### The exercise
Copy the records below word for word, leaving out the pictures.

### Entries
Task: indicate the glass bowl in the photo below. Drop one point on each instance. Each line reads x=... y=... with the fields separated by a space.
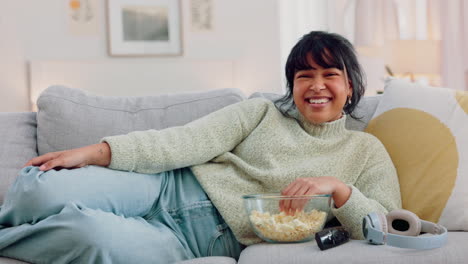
x=277 y=218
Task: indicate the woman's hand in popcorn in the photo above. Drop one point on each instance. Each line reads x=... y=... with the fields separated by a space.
x=97 y=154
x=314 y=186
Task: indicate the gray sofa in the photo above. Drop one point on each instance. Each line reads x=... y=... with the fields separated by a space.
x=70 y=118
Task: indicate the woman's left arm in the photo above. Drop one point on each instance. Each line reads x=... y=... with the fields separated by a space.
x=375 y=190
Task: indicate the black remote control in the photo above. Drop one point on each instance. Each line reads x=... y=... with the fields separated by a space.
x=331 y=237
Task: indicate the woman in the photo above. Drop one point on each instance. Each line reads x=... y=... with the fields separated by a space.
x=175 y=194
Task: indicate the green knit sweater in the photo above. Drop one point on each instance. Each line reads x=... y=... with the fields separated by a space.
x=250 y=147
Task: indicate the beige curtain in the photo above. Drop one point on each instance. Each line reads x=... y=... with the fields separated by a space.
x=454 y=30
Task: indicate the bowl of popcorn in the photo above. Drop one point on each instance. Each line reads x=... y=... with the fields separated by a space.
x=279 y=218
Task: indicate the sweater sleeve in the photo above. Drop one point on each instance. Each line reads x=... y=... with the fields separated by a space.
x=154 y=151
x=375 y=190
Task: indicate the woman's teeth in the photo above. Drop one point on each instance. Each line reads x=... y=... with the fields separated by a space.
x=319 y=101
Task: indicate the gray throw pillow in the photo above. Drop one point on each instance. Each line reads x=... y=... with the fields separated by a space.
x=18 y=141
x=70 y=118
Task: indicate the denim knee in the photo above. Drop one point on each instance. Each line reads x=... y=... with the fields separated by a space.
x=31 y=198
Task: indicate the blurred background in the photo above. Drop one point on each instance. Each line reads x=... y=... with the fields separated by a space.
x=212 y=44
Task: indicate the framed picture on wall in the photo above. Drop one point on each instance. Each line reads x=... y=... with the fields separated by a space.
x=144 y=27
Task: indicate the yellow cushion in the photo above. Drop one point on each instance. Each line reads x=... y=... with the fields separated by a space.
x=425 y=131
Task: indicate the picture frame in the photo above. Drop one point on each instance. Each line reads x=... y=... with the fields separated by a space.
x=144 y=27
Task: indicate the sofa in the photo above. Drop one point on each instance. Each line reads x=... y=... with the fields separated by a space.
x=69 y=118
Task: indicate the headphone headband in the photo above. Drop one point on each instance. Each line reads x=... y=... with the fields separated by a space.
x=372 y=229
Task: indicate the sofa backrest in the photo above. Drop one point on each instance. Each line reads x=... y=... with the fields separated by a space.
x=18 y=145
x=70 y=118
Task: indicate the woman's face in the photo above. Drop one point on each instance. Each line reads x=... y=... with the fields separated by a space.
x=321 y=93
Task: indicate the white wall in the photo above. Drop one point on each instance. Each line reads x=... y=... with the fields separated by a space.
x=244 y=31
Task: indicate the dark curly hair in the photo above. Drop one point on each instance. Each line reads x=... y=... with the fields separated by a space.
x=328 y=50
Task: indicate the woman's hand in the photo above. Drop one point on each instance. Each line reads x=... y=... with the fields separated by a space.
x=97 y=154
x=313 y=186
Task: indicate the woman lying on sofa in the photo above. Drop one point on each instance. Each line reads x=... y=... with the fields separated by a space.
x=175 y=194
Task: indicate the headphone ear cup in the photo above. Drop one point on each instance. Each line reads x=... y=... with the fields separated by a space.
x=404 y=218
x=382 y=222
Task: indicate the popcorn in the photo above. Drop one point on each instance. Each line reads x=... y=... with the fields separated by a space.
x=288 y=228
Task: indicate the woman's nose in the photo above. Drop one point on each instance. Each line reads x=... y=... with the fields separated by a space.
x=317 y=86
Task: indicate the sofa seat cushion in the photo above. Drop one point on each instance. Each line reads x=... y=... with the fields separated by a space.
x=356 y=251
x=18 y=145
x=70 y=118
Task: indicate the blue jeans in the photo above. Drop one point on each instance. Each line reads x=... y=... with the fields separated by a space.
x=98 y=215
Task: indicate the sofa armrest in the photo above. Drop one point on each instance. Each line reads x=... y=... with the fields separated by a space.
x=18 y=141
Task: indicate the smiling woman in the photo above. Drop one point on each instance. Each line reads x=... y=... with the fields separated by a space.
x=156 y=181
x=323 y=67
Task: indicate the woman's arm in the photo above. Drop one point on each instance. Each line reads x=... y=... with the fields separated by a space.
x=97 y=154
x=195 y=143
x=376 y=190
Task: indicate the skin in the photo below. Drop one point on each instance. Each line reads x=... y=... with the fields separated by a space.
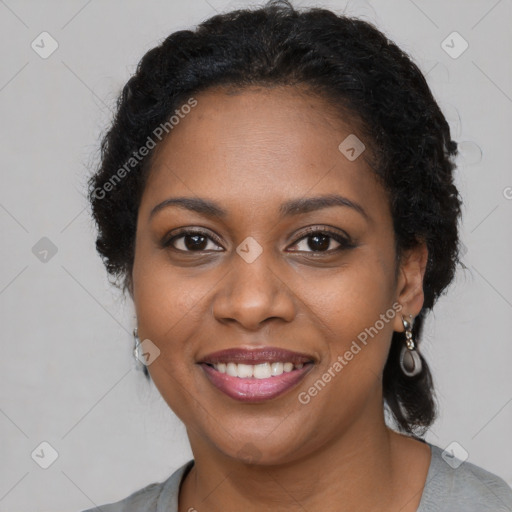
x=249 y=152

### Right answer
Task: indicate the glass bowl in the photo below. Drop one point on each instance. Each line reads x=... y=... with the fields separated by a space.
x=277 y=218
Task: indicate the woman's hand in popcorn in the photo above. Drop one point on each instance. Each line reads x=... y=... with the fields separated by a space.
x=97 y=154
x=314 y=186
Task: indicate the gray sofa in the photo above. Drop one point on each instance. Each line reads x=... y=... with the fields separated by a space.
x=70 y=118
Task: indicate the woman's left arm in the photo above. Drop one point on each instance. Each line reads x=... y=... with the fields separated by a space.
x=375 y=190
Task: indicate the black remote control in the photo above. Drop one point on each instance. Each line reads x=... y=... with the fields separated by a space.
x=331 y=237
Task: indicate the woman in the photo above. Drop one point on each instance. Each line reads x=... y=... with the fields separated by a space.
x=175 y=194
Task: indicate the green knit sweater in the photo above. Drop one point on each instance. Each line reads x=... y=... with the fields separated by a space.
x=250 y=147
Task: indicate the beige curtain in the photo above. Drop one point on each instance. Each line reads x=... y=... with the fields separated by a space.
x=454 y=30
Task: indicate the bowl of popcorn in the photo above. Drop one point on each instance. Each line reads x=... y=... with the fields separated by a space.
x=279 y=218
Task: indicate the sweater sleeve in the photo above. Drop one point on each instance. Each line reads x=... y=... with the fields separated by a space.
x=154 y=151
x=375 y=190
Task: indicate the woman's teeth in the photo above. Drop one point on each instance. Each line reads x=... y=... with the fields separated by a space.
x=319 y=101
Task: indicate the gray throw pillow in the photo above. Drop one point on each instance. Each line reads x=... y=... with the fields separated by a space.
x=18 y=141
x=70 y=118
Task: indicate the denim knee in the photo above. Drop one point on each instance. Each line reads x=... y=... with the fields separated by a space.
x=31 y=198
Task: indicate the blurred background in the photo above. Drop one point on each instance. Each line reads x=... y=... with the fields separated by a space.
x=212 y=44
Task: indicate the framed picture on wall in the photo above. Drop one point on each instance. Each line reads x=... y=... with the fields separated by a space.
x=144 y=27
Task: indicate the yellow cushion in the photo above. Drop one point on each instance. Each line reads x=... y=... with the fields separated by a space.
x=425 y=131
Task: indicate the picture frame in the photo above. Drop one point on each instance. Each line reads x=... y=... with the fields separated by a space.
x=144 y=27
Task: indicate the sofa in the photo above. Drop one point on each instance. Each line reads x=... y=... with the fields separated by a space.
x=69 y=118
Task: indicate the headphone headband in the photo above. Drop one point on each instance. Each line reads x=... y=... with the fields separated by a space.
x=372 y=229
Task: indicate the sofa backrest in the photo above. Drop one point on each instance. Each line reads x=... y=... with the fields separated by a space.
x=18 y=145
x=70 y=118
Task: indicate the woman's face in the photo above. Drop one point on each instance. Each line reads x=... y=... with the fields separated by a space.
x=321 y=93
Task: indicate the white wall in the photo above. Drop one point on each instance. Each line reads x=... y=... with the fields separated by a space.
x=244 y=31
Task: indicate the dark curly hair in the photo above. Drop one point on each instance. Each line reads x=... y=... with the fields separated by a space.
x=328 y=50
Task: indicate the woman's hand in the photo above. Drop one point on each instance. Each line reads x=... y=... with the fields separated by a space.
x=97 y=154
x=313 y=186
Task: indicate the woman lying on sofa in the photo above. Drop one point on each instance. Each line reads x=... y=... with the fields separated by a space.
x=175 y=194
Task: indicate the headphone ear cup in the photo above. Drop one point on each instance. Each line reads x=... y=... with the fields separated by a space.
x=404 y=218
x=382 y=222
Task: indicate the popcorn in the photo above. Drop one point on each instance. Each line reads x=... y=... with the fields separated by a space.
x=288 y=228
Task: indicate the woman's nose in the photo above. Drop one point on each instance. Each line reads x=... y=... with the fields separated by a space.
x=317 y=86
Task: indicate the sofa seat cushion in the photo above. Drop one point on each instance. Each line reads x=... y=... with the fields separated by a space.
x=356 y=251
x=18 y=145
x=70 y=118
Task: indicate the blue jeans in the photo above. Drop one point on each instance. Each line reads x=... y=... with the fields separated by a space.
x=98 y=215
Task: indicate the sofa armrest in the photo above. Drop one point on each instance. Each line reads x=... y=... with the fields separated by a space.
x=18 y=141
Task: indicate the smiling woman in the photo above. Drop one point on each instance. Each line reads x=... y=... with the fields separated by a space.
x=156 y=181
x=323 y=67
Task: indicate the woman's arm in the photo above. Drop one point on each instance. Each line reads x=... y=... with the fields separated by a space.
x=97 y=154
x=195 y=143
x=376 y=190
Task: indicate the skin in the photo below. Drop one point on each instance. Each line reads x=... y=... with the fields separated by a space.
x=249 y=152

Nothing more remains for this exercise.